▸ **RECORDS FOR PROCESSING**

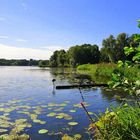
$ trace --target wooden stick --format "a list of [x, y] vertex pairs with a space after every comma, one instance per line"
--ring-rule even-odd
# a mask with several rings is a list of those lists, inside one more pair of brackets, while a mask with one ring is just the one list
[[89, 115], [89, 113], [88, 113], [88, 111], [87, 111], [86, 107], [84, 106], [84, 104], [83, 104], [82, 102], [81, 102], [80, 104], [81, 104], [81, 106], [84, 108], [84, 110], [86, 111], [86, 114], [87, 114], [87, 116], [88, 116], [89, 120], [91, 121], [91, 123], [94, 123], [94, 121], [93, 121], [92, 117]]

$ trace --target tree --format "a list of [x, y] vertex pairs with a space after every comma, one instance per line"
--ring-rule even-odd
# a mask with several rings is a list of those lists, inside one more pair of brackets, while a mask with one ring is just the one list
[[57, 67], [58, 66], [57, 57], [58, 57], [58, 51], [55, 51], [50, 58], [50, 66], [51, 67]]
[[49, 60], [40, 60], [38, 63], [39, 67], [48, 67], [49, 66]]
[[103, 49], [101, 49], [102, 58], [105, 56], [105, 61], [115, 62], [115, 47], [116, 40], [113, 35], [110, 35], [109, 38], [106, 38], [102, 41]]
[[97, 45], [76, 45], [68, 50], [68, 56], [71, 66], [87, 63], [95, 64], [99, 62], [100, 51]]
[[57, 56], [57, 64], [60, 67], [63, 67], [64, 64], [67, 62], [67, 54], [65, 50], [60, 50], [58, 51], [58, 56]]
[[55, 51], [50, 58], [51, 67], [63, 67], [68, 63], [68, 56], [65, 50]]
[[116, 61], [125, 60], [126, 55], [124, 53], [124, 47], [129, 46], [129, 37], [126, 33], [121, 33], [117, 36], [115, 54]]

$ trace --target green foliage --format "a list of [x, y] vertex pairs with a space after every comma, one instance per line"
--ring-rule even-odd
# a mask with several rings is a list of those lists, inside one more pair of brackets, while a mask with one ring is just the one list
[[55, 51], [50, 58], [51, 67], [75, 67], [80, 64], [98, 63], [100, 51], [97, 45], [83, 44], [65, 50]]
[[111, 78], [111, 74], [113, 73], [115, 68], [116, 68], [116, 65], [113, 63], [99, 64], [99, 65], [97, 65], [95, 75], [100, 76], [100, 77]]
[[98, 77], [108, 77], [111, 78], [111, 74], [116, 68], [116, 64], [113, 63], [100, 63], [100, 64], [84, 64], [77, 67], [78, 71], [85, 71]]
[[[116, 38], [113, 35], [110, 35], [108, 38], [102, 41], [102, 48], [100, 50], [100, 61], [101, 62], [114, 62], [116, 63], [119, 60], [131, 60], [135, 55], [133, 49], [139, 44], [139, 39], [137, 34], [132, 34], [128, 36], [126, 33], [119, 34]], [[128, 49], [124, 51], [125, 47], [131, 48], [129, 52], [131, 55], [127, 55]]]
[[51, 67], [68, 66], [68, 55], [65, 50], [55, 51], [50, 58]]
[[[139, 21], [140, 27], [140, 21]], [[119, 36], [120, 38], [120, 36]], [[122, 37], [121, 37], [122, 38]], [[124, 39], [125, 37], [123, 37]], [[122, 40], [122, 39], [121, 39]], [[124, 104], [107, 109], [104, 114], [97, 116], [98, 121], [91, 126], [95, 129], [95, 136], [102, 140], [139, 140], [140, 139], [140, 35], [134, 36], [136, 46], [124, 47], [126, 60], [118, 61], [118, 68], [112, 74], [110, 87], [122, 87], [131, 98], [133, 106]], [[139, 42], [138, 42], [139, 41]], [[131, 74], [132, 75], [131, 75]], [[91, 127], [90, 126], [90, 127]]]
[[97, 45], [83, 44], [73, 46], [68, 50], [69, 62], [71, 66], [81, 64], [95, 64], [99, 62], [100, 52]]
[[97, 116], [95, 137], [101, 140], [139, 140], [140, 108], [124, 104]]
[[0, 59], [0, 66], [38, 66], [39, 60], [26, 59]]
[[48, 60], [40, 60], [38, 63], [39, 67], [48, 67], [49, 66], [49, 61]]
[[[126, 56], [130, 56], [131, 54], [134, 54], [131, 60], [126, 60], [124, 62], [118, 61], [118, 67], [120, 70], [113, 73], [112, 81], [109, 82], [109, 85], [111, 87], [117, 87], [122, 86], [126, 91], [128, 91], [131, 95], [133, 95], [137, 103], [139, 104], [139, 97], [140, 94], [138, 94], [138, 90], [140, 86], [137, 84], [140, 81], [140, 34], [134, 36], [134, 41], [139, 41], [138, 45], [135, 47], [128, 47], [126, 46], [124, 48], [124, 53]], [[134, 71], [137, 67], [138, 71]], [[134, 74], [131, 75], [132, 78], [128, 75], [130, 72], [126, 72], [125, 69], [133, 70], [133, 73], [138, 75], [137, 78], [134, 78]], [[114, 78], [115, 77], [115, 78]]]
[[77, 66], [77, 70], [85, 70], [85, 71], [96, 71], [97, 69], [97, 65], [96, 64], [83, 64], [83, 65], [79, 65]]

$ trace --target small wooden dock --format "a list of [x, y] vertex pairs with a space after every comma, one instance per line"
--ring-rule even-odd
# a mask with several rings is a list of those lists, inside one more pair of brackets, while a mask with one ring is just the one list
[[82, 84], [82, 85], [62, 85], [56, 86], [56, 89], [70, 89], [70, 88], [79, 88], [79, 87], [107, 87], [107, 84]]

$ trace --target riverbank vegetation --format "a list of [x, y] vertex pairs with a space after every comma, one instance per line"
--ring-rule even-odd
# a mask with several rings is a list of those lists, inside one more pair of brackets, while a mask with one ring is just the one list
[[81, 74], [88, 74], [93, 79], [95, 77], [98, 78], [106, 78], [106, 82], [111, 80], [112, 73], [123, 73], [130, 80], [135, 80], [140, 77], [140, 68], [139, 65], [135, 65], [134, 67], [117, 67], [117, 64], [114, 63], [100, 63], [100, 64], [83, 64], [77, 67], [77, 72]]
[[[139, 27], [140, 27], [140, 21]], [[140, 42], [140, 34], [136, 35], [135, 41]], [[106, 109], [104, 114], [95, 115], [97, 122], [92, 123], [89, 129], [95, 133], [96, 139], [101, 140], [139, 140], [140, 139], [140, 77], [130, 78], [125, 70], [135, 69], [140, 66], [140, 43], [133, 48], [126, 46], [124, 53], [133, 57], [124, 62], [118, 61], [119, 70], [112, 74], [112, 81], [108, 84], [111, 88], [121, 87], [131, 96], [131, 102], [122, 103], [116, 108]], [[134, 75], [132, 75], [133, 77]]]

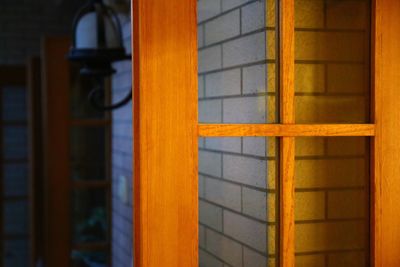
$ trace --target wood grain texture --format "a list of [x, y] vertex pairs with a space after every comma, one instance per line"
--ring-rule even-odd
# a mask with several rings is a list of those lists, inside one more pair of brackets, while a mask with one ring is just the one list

▸ **TASK DESCRIPTION**
Retype the full listing above precisely. Exclude each picture you find in it.

▸ **SOLUTION TO THE EXERCISE**
$ trace --target wooden stick --format "a list of [x, y] vertex pairs with a space after every comma, one instance per line"
--ring-rule even-odd
# a mask with several rings is a list of those lists, inside one more pair of brackets, while a mask with one ring is just the one list
[[89, 115], [89, 113], [88, 113], [88, 111], [87, 111], [86, 107], [84, 106], [84, 104], [83, 104], [82, 102], [81, 102], [80, 104], [81, 104], [81, 106], [84, 108], [84, 110], [86, 111], [86, 114], [87, 114], [87, 116], [88, 116], [89, 120], [91, 121], [91, 123], [94, 123], [94, 121], [93, 121], [92, 117]]

$ trace --target tree --format "a list of [x, y] vertex pairs with a space after every comma, one instance per line"
--ring-rule even-odd
# a mask with several rings is a list of those lists, inside one more pair of brackets, while a mask with one ring is just the one list
[[57, 67], [58, 66], [57, 57], [58, 57], [58, 51], [55, 51], [50, 58], [50, 66], [51, 67]]
[[49, 60], [40, 60], [38, 63], [39, 67], [48, 67], [49, 66]]
[[103, 49], [101, 49], [102, 58], [105, 56], [105, 61], [115, 62], [115, 47], [116, 40], [113, 35], [110, 35], [109, 38], [106, 38], [102, 41]]
[[97, 45], [76, 45], [68, 50], [68, 56], [71, 66], [87, 63], [95, 64], [99, 62], [100, 51]]
[[57, 56], [57, 64], [60, 67], [63, 67], [64, 64], [67, 62], [67, 54], [65, 50], [60, 50], [58, 51], [58, 56]]
[[55, 51], [50, 58], [51, 67], [63, 67], [68, 63], [68, 56], [65, 50]]
[[116, 61], [125, 60], [126, 55], [124, 53], [124, 47], [129, 46], [129, 37], [126, 33], [121, 33], [117, 36], [115, 54]]

$ trace --target green foliage --format "a list of [x, y] vertex pairs with a space after every comma, one instance per line"
--ring-rule even-odd
# a mask with several rings is a list of those lists, inside one more pair of brackets, while a mask with one ring is just the one list
[[55, 51], [50, 58], [51, 67], [75, 67], [80, 64], [98, 63], [100, 51], [97, 45], [83, 44], [65, 50]]
[[111, 78], [111, 74], [113, 73], [115, 68], [116, 68], [116, 65], [113, 63], [99, 64], [99, 65], [97, 65], [95, 75], [100, 76], [100, 77]]
[[98, 77], [108, 77], [111, 78], [111, 74], [116, 68], [116, 64], [113, 63], [100, 63], [100, 64], [84, 64], [77, 67], [78, 71], [85, 71]]
[[[116, 38], [113, 35], [110, 35], [108, 38], [102, 41], [102, 48], [100, 50], [100, 61], [101, 62], [114, 62], [116, 63], [119, 60], [131, 60], [135, 55], [133, 49], [139, 44], [139, 39], [137, 34], [132, 34], [128, 36], [126, 33], [119, 34]], [[128, 49], [124, 51], [125, 47], [131, 48], [129, 52], [131, 55], [127, 55]]]
[[51, 67], [68, 66], [68, 55], [65, 50], [55, 51], [50, 58]]
[[[139, 21], [140, 27], [140, 21]], [[119, 36], [120, 38], [120, 36]], [[122, 37], [121, 37], [122, 38]], [[124, 39], [125, 37], [123, 37]], [[122, 40], [122, 39], [121, 39]], [[124, 104], [107, 109], [104, 114], [97, 116], [98, 121], [91, 126], [95, 129], [95, 136], [102, 140], [139, 140], [140, 139], [140, 35], [134, 36], [136, 46], [124, 47], [126, 60], [118, 61], [118, 68], [112, 74], [110, 87], [122, 87], [131, 98], [133, 106]], [[139, 42], [138, 42], [139, 41]], [[131, 74], [132, 75], [131, 75]], [[91, 127], [90, 126], [90, 127]]]
[[97, 45], [83, 44], [73, 46], [68, 50], [69, 62], [71, 66], [81, 64], [95, 64], [99, 62], [100, 52]]
[[97, 116], [95, 137], [101, 140], [139, 140], [140, 108], [124, 104]]
[[0, 59], [0, 66], [38, 66], [39, 60], [26, 59]]
[[48, 60], [40, 60], [38, 63], [39, 67], [48, 67], [49, 66], [49, 61]]
[[[126, 56], [130, 56], [131, 54], [134, 54], [131, 60], [126, 60], [124, 62], [118, 61], [118, 67], [120, 70], [113, 73], [112, 81], [109, 82], [109, 85], [111, 87], [117, 87], [122, 86], [126, 91], [128, 91], [131, 95], [133, 95], [137, 103], [139, 104], [139, 97], [140, 94], [138, 94], [138, 90], [140, 86], [137, 84], [140, 81], [140, 34], [134, 36], [134, 41], [139, 41], [138, 45], [135, 47], [128, 47], [126, 46], [124, 48], [124, 53]], [[134, 71], [137, 67], [138, 71]], [[134, 74], [131, 75], [132, 78], [128, 75], [130, 72], [126, 72], [125, 69], [133, 70], [133, 73], [138, 75], [137, 78], [134, 78]], [[114, 78], [115, 77], [115, 78]]]
[[77, 66], [77, 70], [85, 70], [85, 71], [96, 71], [97, 69], [97, 65], [96, 64], [83, 64], [83, 65], [79, 65]]

$ trace --target small wooden dock --format "a list of [x, y] vertex pairs with a space after every comma, one instance per line"
--ring-rule even-odd
# a mask with several rings is a list of those lists, inside one more pair of brackets, while a mask with one ring is just the one list
[[82, 84], [82, 85], [62, 85], [56, 86], [56, 89], [70, 89], [70, 88], [79, 88], [79, 87], [107, 87], [107, 84]]

$ trace --target riverbank vegetation --format "a list of [x, y] vertex pairs with a space after every comma, one instance per line"
--ring-rule even-odd
# a mask with several rings is a list of those lists, inside one more pair of brackets, while a mask with one ring is just the one list
[[81, 74], [88, 74], [93, 79], [95, 77], [98, 78], [106, 78], [106, 82], [111, 80], [112, 73], [123, 73], [130, 80], [135, 80], [140, 77], [140, 68], [139, 65], [135, 65], [134, 67], [117, 67], [117, 64], [114, 63], [100, 63], [100, 64], [83, 64], [77, 67], [77, 72]]
[[[139, 27], [140, 27], [140, 21]], [[140, 42], [140, 34], [136, 35], [135, 41]], [[106, 109], [104, 114], [95, 115], [97, 122], [92, 123], [89, 129], [95, 133], [96, 139], [101, 140], [139, 140], [140, 139], [140, 77], [130, 78], [125, 70], [135, 69], [140, 66], [140, 43], [133, 48], [126, 46], [124, 53], [133, 57], [124, 62], [118, 61], [119, 70], [112, 74], [112, 81], [108, 84], [111, 88], [121, 87], [131, 96], [131, 102], [122, 103], [116, 108]], [[134, 75], [132, 75], [133, 77]]]

$ trace --target wood grain texture --format "a list of [x, y] vertex pairs with a space after every comma, one instance per line"
--ring-rule even-odd
# a mask with several rings is a list of those lists, inside one more pair of brackets, while a mask with one ring is just the one list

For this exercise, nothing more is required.